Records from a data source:
- - - -

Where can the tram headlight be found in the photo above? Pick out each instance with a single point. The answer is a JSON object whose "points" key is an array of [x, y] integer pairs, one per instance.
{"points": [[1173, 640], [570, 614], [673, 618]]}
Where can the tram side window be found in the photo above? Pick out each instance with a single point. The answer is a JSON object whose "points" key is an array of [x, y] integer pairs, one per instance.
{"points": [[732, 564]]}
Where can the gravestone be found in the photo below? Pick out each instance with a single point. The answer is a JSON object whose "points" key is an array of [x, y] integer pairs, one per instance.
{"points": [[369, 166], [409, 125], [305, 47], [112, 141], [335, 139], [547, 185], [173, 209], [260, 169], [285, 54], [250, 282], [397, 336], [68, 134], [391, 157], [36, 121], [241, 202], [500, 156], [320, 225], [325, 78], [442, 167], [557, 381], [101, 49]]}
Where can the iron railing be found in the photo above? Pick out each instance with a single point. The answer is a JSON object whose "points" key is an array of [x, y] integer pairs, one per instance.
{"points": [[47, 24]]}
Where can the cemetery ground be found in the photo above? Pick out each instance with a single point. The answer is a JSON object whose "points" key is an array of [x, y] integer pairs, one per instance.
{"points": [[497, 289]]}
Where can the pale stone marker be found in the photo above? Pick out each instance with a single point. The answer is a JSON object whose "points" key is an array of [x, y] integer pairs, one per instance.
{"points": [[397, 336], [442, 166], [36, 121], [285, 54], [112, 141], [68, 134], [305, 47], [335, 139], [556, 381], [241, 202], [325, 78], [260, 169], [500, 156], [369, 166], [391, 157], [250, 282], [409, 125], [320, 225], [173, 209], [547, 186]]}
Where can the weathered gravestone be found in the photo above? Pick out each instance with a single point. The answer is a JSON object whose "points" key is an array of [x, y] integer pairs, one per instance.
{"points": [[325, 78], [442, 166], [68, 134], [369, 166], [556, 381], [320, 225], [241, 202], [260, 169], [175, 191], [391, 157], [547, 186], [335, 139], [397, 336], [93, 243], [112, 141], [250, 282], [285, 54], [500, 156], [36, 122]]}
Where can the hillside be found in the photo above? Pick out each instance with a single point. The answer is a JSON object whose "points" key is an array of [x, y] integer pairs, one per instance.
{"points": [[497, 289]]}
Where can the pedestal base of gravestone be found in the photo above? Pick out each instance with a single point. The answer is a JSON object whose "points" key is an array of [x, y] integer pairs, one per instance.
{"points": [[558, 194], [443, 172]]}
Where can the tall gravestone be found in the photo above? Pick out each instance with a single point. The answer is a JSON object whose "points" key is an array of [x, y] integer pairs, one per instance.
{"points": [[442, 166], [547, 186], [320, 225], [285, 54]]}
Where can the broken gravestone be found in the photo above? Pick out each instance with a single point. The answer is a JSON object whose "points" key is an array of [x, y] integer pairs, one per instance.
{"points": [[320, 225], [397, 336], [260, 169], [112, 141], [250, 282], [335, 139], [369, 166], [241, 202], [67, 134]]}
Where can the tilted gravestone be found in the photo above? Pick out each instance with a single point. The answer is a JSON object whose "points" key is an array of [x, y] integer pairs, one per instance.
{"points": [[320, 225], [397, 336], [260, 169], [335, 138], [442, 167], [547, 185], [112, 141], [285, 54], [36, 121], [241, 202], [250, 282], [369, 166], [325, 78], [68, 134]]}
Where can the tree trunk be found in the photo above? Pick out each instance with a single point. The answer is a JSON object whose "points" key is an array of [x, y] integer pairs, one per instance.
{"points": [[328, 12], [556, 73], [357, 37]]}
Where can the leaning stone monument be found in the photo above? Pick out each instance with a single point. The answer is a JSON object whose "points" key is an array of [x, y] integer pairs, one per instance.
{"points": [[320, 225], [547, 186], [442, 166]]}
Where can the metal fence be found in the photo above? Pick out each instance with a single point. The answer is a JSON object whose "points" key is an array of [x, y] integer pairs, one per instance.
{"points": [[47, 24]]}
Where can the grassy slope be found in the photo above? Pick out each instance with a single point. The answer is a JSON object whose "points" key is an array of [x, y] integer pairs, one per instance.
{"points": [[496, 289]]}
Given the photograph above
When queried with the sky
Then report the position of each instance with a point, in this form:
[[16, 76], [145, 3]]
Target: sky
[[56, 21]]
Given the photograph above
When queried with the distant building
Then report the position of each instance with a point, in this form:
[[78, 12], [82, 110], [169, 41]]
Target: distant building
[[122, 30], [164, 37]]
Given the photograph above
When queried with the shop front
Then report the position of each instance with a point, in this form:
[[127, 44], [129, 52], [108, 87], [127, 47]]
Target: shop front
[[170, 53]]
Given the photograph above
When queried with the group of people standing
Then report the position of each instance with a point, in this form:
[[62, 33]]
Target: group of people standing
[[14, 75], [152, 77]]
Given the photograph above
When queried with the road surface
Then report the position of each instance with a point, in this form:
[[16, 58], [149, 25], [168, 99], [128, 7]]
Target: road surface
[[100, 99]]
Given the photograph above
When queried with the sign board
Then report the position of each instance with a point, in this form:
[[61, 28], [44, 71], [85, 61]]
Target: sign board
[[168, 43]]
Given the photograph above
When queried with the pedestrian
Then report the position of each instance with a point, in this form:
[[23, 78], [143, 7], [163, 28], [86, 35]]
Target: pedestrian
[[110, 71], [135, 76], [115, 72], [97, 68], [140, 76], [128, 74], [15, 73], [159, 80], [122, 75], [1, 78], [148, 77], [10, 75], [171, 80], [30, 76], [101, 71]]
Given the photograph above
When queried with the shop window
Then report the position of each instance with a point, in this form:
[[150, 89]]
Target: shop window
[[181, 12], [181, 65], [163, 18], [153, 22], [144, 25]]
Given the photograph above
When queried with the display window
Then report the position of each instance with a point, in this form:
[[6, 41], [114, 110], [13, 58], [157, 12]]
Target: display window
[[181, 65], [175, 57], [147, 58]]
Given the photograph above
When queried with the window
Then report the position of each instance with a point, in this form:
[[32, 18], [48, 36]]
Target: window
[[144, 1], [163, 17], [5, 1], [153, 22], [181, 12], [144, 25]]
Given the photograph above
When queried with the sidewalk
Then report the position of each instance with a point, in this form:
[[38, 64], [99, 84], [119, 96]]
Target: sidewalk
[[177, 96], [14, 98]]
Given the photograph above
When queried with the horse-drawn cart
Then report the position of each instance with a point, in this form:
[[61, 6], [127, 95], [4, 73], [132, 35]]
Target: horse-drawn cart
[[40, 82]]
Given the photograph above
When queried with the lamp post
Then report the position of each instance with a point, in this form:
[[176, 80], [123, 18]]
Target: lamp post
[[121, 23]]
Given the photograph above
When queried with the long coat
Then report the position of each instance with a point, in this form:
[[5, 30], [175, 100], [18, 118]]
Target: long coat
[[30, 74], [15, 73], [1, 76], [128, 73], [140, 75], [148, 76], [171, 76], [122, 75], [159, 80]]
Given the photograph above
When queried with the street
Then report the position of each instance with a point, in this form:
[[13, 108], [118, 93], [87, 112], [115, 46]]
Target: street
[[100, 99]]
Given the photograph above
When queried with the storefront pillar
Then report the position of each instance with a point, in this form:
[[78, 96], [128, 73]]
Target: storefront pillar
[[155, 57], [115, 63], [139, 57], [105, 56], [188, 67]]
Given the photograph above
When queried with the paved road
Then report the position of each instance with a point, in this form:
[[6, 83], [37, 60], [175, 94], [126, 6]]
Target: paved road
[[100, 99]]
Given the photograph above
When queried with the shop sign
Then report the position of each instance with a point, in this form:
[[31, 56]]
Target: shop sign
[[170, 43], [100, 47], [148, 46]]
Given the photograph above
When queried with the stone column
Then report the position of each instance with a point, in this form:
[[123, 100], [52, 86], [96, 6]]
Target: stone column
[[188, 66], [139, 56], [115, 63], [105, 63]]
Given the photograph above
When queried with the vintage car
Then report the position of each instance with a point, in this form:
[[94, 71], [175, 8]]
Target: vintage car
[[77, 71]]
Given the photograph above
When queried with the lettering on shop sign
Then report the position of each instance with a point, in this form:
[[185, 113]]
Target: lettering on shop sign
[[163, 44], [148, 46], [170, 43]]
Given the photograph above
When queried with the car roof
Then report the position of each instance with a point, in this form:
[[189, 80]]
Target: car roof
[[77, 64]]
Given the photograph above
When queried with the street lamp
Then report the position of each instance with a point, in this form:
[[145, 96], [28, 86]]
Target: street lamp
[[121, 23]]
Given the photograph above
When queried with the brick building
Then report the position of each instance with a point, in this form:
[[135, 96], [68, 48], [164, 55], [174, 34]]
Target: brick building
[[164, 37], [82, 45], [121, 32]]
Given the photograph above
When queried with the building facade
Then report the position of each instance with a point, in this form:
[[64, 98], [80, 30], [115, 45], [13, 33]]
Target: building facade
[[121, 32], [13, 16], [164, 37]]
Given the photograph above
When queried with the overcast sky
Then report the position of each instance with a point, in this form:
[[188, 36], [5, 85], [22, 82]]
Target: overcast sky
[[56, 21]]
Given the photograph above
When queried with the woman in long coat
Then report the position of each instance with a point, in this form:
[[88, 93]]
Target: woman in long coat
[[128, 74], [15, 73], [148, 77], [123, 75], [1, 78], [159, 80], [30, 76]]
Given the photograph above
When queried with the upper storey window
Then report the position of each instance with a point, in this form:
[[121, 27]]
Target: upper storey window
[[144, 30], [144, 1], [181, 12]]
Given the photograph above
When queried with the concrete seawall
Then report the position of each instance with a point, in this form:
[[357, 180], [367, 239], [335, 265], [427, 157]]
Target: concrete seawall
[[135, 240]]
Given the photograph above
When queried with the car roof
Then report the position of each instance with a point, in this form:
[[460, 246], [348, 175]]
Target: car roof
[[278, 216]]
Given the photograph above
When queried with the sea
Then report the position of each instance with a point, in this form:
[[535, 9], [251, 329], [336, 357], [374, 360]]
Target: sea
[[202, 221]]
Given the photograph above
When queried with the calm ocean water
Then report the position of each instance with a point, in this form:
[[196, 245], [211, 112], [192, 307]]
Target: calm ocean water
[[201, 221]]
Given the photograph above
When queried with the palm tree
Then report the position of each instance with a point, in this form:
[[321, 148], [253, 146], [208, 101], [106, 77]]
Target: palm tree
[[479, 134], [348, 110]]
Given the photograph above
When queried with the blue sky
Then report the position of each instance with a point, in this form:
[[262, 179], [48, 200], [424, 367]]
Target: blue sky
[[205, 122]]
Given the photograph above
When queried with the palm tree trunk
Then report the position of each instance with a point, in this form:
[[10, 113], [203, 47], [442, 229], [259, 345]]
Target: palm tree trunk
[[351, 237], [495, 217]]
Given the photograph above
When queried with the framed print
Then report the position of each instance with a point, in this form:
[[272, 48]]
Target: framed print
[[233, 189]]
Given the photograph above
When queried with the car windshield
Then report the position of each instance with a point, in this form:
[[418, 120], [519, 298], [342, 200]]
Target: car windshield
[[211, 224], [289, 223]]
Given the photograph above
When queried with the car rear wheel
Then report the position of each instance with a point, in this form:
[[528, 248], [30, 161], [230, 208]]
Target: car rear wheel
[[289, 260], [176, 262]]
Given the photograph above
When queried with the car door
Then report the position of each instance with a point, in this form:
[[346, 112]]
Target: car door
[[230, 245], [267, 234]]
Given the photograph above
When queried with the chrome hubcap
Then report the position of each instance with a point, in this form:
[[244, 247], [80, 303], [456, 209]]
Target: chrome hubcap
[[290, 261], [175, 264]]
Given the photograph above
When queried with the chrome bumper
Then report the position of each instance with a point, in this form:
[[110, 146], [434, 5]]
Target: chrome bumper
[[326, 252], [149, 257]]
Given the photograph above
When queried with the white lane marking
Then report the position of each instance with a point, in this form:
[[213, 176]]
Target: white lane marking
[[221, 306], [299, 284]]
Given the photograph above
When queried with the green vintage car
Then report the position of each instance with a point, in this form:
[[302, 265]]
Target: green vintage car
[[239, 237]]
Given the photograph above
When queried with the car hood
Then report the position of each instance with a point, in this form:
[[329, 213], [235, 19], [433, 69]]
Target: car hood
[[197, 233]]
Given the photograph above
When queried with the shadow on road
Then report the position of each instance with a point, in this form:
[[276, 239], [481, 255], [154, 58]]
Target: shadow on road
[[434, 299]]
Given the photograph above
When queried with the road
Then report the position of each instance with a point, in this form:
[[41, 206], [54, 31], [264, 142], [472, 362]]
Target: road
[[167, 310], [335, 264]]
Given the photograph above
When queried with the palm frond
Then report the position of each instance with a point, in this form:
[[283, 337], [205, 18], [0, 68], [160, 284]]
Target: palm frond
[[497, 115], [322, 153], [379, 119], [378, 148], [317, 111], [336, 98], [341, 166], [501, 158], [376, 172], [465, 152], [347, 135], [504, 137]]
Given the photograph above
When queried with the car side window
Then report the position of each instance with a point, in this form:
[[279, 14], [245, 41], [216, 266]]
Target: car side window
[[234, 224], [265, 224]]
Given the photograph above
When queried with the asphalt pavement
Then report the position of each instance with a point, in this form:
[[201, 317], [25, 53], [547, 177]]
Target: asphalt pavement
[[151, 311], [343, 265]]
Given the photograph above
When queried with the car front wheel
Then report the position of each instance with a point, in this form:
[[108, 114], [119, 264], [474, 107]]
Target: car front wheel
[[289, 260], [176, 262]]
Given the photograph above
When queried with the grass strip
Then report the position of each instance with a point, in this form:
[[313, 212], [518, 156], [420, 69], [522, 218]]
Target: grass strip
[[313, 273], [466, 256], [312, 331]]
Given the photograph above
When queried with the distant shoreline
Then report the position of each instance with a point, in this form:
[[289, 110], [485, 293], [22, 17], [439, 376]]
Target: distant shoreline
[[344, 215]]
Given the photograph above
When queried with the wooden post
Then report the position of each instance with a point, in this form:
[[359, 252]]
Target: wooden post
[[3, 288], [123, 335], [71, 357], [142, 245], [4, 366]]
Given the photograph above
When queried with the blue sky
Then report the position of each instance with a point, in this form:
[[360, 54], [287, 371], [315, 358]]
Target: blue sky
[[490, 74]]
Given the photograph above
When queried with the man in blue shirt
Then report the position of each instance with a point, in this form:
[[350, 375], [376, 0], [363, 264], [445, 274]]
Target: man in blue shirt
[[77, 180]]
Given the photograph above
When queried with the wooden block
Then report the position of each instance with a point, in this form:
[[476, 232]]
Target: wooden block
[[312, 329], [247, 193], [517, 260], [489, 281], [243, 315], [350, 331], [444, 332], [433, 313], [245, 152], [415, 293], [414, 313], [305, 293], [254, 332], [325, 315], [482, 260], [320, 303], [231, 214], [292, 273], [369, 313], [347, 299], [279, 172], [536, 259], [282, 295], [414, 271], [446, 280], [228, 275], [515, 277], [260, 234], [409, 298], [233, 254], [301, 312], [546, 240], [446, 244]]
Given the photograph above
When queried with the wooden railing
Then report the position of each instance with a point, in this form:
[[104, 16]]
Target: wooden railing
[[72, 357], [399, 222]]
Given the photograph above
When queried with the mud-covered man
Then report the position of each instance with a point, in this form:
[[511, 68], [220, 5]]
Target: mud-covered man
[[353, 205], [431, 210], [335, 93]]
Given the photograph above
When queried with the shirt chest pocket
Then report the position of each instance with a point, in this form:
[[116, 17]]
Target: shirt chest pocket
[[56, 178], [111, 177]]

- - - -

In the data above, retype exactly and only the lines between the one holding "[[329, 213], [235, 19], [433, 69]]" and the one holding "[[289, 110], [485, 293], [22, 17], [439, 376]]", inclusive.

[[329, 213], [235, 19], [433, 69]]
Target: car hood
[[197, 233]]
Given the photograph above
When queried with the shadow on road
Then report the position of each instance with a point, in this form:
[[276, 239], [481, 255], [154, 58]]
Target: shadow on road
[[434, 299]]
Given the photograph above
When queried with the road
Then report the position of each instance with a point, in this form:
[[41, 206], [54, 31], [264, 142], [472, 362]]
Target: road
[[167, 310], [335, 264]]
Given the photograph above
When queried with the palm frond
Then report the position of each instance with a point, in this form:
[[283, 337], [205, 18], [0, 68], [160, 284]]
Target: palm frond
[[497, 115], [322, 153], [379, 119], [378, 148], [317, 111], [336, 98], [341, 166], [501, 158], [376, 172], [465, 152], [347, 135], [504, 137]]
Given the photograph above
When queried with the car side window
Then report the position of each instance with a point, in this form:
[[279, 14], [245, 41], [216, 266]]
Target: car side window
[[234, 224], [265, 224]]
Given the photograph above
When queried with the asphalt pavement
Then report the position of each instance with a point, in this form:
[[201, 317], [25, 53], [547, 177]]
Target: asphalt pavement
[[151, 311], [343, 265]]
Given the photograph above
When queried with the car front wheel
Then report the position of each instance with a point, in this form:
[[108, 114], [119, 264], [474, 107]]
Target: car front wheel
[[289, 260], [176, 262]]
Given the photograph above
When queried with the grass strip
Then report the position of each instance with a point, in this form:
[[313, 212], [518, 156], [420, 69], [522, 218]]
Target: grass strip
[[313, 273], [466, 256], [312, 331]]
Given the photograph above
When queried with the distant shoreline
Then report the position of each instance with a point, in this form:
[[289, 110], [485, 293], [22, 17], [439, 376]]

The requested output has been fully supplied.